TURQUIE / KURDISTAN – La Turquie a connu une résurgence marquée de la torture et des mauvais traitements en détention au cours des sept dernières années et en particulier depuis la tentative de coup d’État du 15 juillet 2016. L’absence de condamnation de la part des hauts responsables et la volonté de dissimuler les allégations plutôt que d’enquêter sur celles-ci ont abouti à une résurgence des actes de torture et des mauvais traitements en détention, dans une impunité généralisée pour les forces de sécurité, selon un rapport détaillé du site Stockholm Centre for Freedom. Les détenus politiques kurdes et ceux accusés d’être des Gülenistes sont particulièrement ciblés par les pratiques inhumaines en prison.

Voici le rapport complet du site Stockholm Centre for Freedom (SCF):

La Turquie a connu une résurgence marquée de la torture et des mauvais traitements en détention au cours des sept dernières années et en particulier depuis la tentative de coup d’État du 15 juillet 2016. L’absence de condamnation de la part des hauts responsables et la volonté de dissimuler les allégations plutôt que d’enquêter sur celles-ci ont abouti à une résurgence des actes de torture et des mauvais traitements en détention. dans une impunité généralisée pour les forces de sécurité.
#####
## Consignes et exercices:
• 1. D'après l'extrait sur la torture en Turquie, à quelle date a eu lieu la tentative de coup d'État ?
• 2. Reprenez le passage de l'extrait sur la torture en Turquie, depuis « TURQUIE / KURDISTAN » jusqu'à « inhumaines en prison. » inclus, en substituant « services de sécurité » à « forces de sécurité ».
• 3. Rédigez la suite de l'extrait consacré à la torture en Turquie, en partant de sa dernière phrase.

## Données répertoriées:
#####
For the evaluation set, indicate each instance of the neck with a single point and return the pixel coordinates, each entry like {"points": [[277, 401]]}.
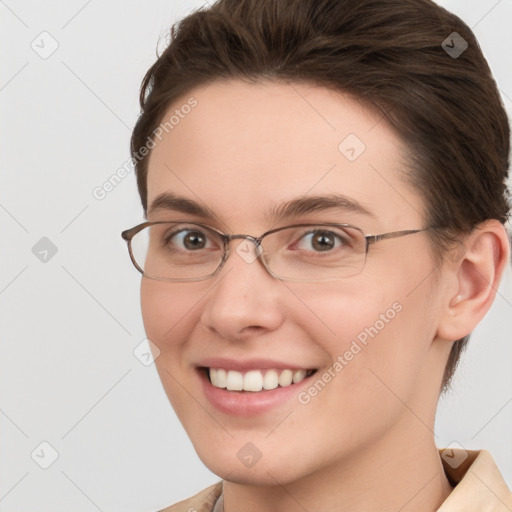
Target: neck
{"points": [[396, 473]]}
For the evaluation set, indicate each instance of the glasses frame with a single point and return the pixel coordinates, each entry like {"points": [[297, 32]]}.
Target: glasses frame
{"points": [[128, 235]]}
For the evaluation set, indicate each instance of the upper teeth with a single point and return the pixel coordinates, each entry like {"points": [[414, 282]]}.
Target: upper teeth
{"points": [[254, 380]]}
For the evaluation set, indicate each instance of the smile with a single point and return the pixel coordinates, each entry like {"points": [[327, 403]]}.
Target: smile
{"points": [[255, 380]]}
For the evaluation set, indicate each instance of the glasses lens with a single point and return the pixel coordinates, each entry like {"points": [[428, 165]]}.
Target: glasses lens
{"points": [[171, 250], [315, 252]]}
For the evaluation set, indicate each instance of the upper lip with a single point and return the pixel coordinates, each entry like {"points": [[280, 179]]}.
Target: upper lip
{"points": [[250, 364]]}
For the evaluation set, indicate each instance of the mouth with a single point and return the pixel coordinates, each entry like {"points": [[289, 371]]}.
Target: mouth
{"points": [[256, 380]]}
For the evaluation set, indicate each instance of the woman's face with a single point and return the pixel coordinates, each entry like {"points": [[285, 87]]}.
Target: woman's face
{"points": [[242, 151]]}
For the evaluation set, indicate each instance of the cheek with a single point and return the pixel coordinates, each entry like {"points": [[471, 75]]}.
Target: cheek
{"points": [[381, 338], [164, 311]]}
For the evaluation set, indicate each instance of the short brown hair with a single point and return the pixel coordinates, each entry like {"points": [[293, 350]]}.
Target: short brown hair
{"points": [[387, 53]]}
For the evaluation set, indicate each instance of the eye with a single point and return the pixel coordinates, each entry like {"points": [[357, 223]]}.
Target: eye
{"points": [[321, 240], [187, 239]]}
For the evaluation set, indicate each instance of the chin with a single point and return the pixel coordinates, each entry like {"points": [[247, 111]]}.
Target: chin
{"points": [[266, 471]]}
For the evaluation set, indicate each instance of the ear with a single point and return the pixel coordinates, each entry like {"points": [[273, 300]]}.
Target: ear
{"points": [[475, 273]]}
#####
## Réponses:
• 1. Le 15 juillet 2016.

• 2.
TURQUIE / KURDISTAN – La Turquie a connu une résurgence marquée de la torture et des mauvais traitements en détention au cours des sept dernières années et en particulier depuis la tentative de coup d’État du 15 juillet 2016. L’absence de condamnation de la part des hauts responsables et la volonté de dissimuler les allégations plutôt que d’enquêter sur celles-ci ont abouti à une résurgence des actes de torture et des mauvais traitements en détention, dans une impunité généralisée pour les services de sécurité, selon un rapport détaillé du site Stockholm Centre for Freedom. Les détenus politiques kurdes et ceux accusés d’être des Gülenistes sont particulièrement ciblés par les pratiques inhumaines en prison.

• 3.
L’énorme fossé entre les dispositions constitutionnelles turques relatives à la protection des droits de l’homme et la sombre réalité sur le terrain a continué de se creuser au cours de l’année. Plusieurs rapports d’associations de défense des droits ont abordé la question de la torture et d’autres traitements cruels, inhumains ou dégradants et ont souligné le fait que certains policiers, autorités pénitentiaires et unités militaires et de renseignement avaient recours à ces pratiques.

Dans le cadre de la répression lancée par le président Recep Tayyip Erdoğan, la Turquie a emprisonné des dizaines de milliers de personnes pour des accusations liées au terrorisme depuis juillet 2016. La plupart d’entre elles critiquaient simplement le gouvernement et ne s’étaient engagées dans aucune activité criminelle. La répression a provoqué une surpopulation dans les prisons, entraînant des situations dans lesquelles les détenus étaient sous-alimentés et ne disposaient pas de lits ni de produits de base pour l’hygiène personnelle. Les détenus arrivés en prison très jeunes ont grandi dans ces circonstances et ont développé au fil du temps des problèmes de santé durables.

Selon la Direction générale des prisons et des maisons de détention, les prisons turques détiennent 51 320 détenus de plus que leur capacité globale. Les données officielles révèlent que les prisons turques détiennent 341 294 personnes, alors qu’elles ne peuvent en accueillir en toute sécurité que 289 974 personnes.

En décembre, la Cour européenne des droits de l’homme (CEDH) a reproché à la Turquie les mauvaises conditions de détention subies par huit personnes qui se sont vu attribuer moins de trois mètres carrés d’espace de vie dans des prisons surpeuplées à la suite de la tentative de coup d’État.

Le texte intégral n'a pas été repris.